START Input for this task

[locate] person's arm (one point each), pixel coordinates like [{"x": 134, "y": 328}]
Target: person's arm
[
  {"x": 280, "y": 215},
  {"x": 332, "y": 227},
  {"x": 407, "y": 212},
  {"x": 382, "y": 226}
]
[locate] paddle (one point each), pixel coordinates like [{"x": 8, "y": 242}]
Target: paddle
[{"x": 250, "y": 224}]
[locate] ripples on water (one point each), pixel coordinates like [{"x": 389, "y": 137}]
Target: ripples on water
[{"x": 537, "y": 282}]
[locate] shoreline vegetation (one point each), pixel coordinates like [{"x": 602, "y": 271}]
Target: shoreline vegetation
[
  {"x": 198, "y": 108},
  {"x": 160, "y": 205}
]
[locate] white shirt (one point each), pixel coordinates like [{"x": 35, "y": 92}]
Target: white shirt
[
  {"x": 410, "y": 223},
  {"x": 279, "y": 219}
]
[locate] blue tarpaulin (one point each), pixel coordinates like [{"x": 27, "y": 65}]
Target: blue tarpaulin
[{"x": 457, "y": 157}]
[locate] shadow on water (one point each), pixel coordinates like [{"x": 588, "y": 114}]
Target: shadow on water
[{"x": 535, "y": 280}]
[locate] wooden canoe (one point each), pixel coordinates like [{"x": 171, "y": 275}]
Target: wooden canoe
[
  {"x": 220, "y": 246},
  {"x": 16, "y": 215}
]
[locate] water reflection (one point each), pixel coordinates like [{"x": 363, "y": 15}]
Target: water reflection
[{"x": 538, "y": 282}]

END Input for this task

_Exercise directions:_ Print all of the material above exactly as given.

_Result of this exercise:_
[locate] person's arm (one point each), pixel coordinates like [{"x": 134, "y": 328}]
Target: person's arm
[
  {"x": 280, "y": 215},
  {"x": 332, "y": 227},
  {"x": 407, "y": 212},
  {"x": 382, "y": 226}
]
[locate] paddle (one point each), pixel coordinates like [{"x": 8, "y": 242}]
Target: paddle
[{"x": 250, "y": 224}]
[locate] ripples on water (one point each), pixel coordinates like [{"x": 389, "y": 137}]
Target: ripples on water
[{"x": 537, "y": 282}]
[locate] shoreline vegetation (one point each), pixel coordinates like [{"x": 602, "y": 271}]
Target: shoreline vegetation
[
  {"x": 198, "y": 108},
  {"x": 160, "y": 205}
]
[locate] white shirt (one point each), pixel coordinates like [{"x": 35, "y": 92}]
Target: white shirt
[
  {"x": 410, "y": 223},
  {"x": 279, "y": 219}
]
[locate] blue tarpaulin (one point each), pixel coordinates like [{"x": 27, "y": 65}]
Target: blue tarpaulin
[{"x": 457, "y": 157}]
[locate] shadow on water (one point each), pixel coordinates like [{"x": 588, "y": 114}]
Target: shadow on water
[{"x": 535, "y": 280}]
[locate] wooden canoe (one point each), pixel coordinates like [{"x": 171, "y": 275}]
Target: wooden canoe
[
  {"x": 220, "y": 246},
  {"x": 16, "y": 215}
]
[locate] water reflection (one point each), pixel coordinates like [{"x": 363, "y": 15}]
Target: water reflection
[{"x": 538, "y": 282}]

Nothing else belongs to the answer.